§ **Requirement**
According to the uric acid biosensor abstract, what maximum power density did the biofuel cell produce, and at what voltage?

___ Supplied passage ___

An amperometric biosensor and a biofuel cell of uric acid based on a chitosan/uricase–poly(furan-3-boronic acid)–Pd nanoparticles/plated Pd/multiwalled carbon nanotubes/Au electrode

Abstract A chitosan (CS)/uricase (UOx)–poly(furan-3-boronic acid) (PFBA)–Pd nanoparticles (PdNPs)/plated Pd (Pd plate )/multiwalled carbon nanotubes (MWCNTs)/Au electrode was prepared for fabricating an amperometric biosensor and a biofuel cell (BFC) of uric acid (UA). Briefly, Pd was electroplated on a MWCNTs-modified Au electrode, the UOx–PFBA–PdNPs bionanocomposite was prepared on the Pd plate /MWCNTs/Au electrode through chemical oxidation of a UOx-furan-3-boronic acid adduct by Na 2 PdCl 4 , and then chitosan (CS) was cast-coated on the electrode. In the first-generation biosensing mode (anodic detection of enzymatically generated H 2 O 2 ), the prepared CS/UOx–PFBA–PdNPs/Pd plate /MWCNTs/Au electrode showed a linear amperometric response to UA concentration from 1.0 μM to 2.5 mM with a sensitivity of 490 μA mM −1  cm −2 and a limit of detection ( S / N  = 3) of 0.1 μM, excellent operation/storage stability, and good results of UA assay in real urine samples. The enzyme electrode also worked well in the second-generation biosensing mode involving a p -benzoquinone or ferrocene monocarboxylic acid mediator. Furthermore, a monopolar UA BFC was fabricated by using the enzyme electrode as the bioanode and a Pt/MWCNTs/Au electrode as the cathode, which gave an open-circuit cell voltage of 0.394 V, a short-circuit current density of 857 μA cm − 2 and a maximum power density of 70 μW cm − 2 at 0.22 V under simulated physiological conditions.

___ Dataset entries ___

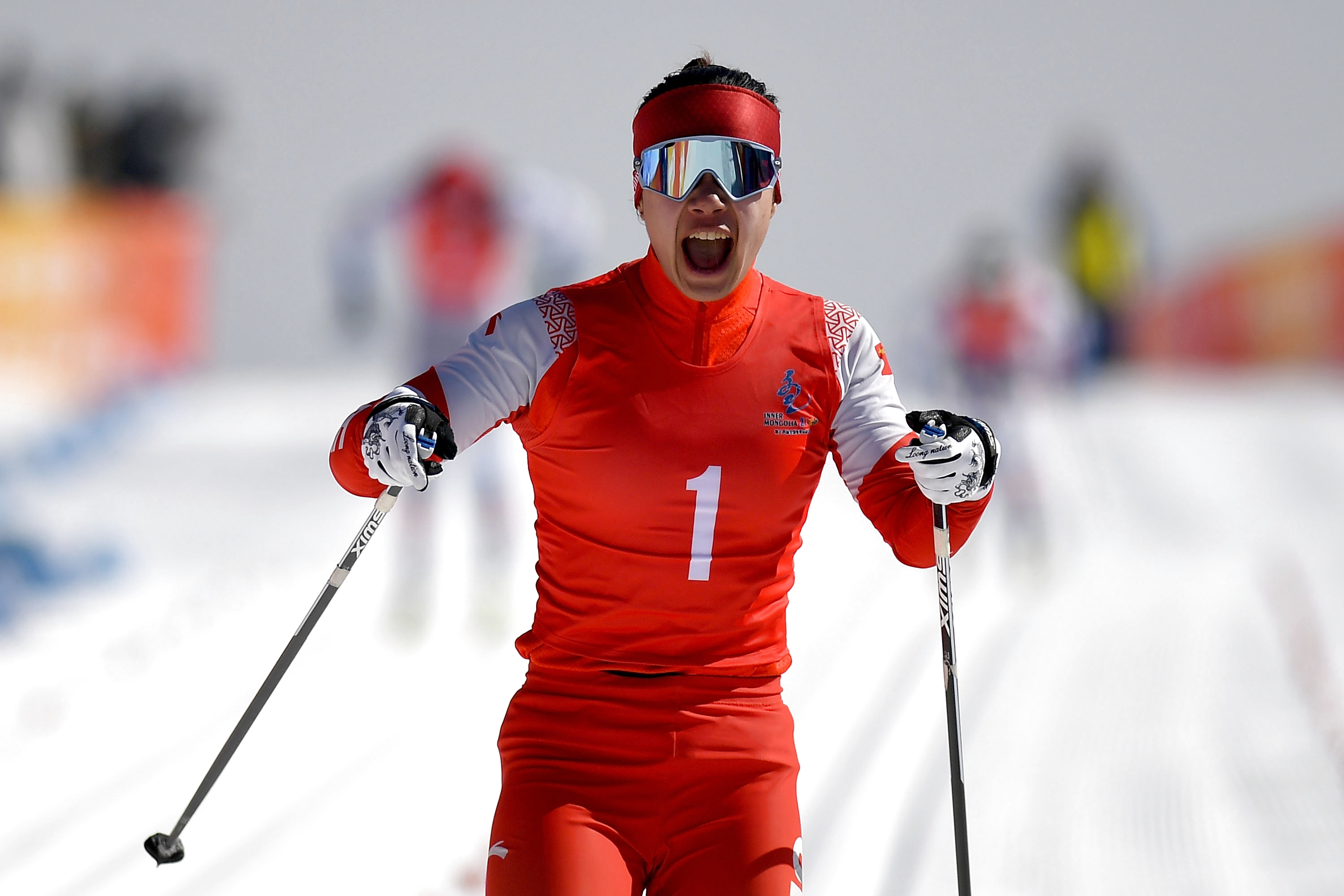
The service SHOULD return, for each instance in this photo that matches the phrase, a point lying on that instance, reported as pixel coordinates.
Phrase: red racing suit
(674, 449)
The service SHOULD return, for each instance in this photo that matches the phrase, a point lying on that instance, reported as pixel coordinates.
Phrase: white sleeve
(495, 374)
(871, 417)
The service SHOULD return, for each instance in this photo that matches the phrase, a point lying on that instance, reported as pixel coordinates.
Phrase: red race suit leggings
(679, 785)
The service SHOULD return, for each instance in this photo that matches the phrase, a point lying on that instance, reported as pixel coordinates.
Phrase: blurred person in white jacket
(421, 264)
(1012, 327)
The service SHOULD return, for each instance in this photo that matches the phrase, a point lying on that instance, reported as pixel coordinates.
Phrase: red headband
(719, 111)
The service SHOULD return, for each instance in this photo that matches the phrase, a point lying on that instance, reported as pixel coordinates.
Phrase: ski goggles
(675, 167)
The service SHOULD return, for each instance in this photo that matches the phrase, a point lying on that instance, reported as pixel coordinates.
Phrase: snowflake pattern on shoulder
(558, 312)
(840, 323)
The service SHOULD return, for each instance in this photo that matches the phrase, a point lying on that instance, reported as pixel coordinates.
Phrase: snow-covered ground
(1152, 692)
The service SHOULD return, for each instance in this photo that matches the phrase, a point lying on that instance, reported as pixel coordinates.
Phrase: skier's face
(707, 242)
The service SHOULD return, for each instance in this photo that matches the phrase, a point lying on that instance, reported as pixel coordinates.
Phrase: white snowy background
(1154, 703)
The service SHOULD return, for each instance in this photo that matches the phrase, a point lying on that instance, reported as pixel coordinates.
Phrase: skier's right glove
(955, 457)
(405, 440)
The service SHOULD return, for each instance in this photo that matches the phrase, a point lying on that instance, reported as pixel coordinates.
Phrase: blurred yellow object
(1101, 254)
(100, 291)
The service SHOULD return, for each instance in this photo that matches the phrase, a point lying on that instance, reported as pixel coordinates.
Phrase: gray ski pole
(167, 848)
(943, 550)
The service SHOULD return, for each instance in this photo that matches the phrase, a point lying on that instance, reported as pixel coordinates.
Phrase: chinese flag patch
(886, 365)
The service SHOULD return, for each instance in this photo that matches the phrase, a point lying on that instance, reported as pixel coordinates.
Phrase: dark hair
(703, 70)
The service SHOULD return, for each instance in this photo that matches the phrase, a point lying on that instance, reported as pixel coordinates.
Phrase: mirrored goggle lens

___
___ Dataset entries ___

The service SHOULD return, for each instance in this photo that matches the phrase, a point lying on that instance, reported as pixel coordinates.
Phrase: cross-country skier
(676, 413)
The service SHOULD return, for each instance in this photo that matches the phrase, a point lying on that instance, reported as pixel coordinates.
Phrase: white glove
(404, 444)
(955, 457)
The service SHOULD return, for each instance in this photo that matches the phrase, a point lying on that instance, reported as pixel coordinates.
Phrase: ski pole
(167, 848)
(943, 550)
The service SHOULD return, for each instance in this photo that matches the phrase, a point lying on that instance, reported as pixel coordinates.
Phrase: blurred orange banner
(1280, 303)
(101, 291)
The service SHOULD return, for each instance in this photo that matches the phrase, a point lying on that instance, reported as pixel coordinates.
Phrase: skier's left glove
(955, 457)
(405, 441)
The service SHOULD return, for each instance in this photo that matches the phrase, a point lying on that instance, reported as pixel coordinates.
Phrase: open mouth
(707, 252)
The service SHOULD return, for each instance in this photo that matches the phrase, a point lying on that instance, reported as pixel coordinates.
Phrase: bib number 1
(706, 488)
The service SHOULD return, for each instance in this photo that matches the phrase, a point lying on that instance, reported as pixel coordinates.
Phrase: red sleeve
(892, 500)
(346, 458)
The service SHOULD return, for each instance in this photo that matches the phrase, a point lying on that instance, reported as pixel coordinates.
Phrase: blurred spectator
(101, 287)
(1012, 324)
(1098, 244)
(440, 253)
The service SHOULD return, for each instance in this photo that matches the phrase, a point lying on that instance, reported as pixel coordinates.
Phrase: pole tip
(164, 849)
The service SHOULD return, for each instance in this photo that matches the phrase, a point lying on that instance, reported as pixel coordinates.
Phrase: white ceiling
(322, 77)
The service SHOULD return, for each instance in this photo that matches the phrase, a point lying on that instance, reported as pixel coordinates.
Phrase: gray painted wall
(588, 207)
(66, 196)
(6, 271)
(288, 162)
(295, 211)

___

§ **Answer section**
70 μW cm−2 at 0.22 V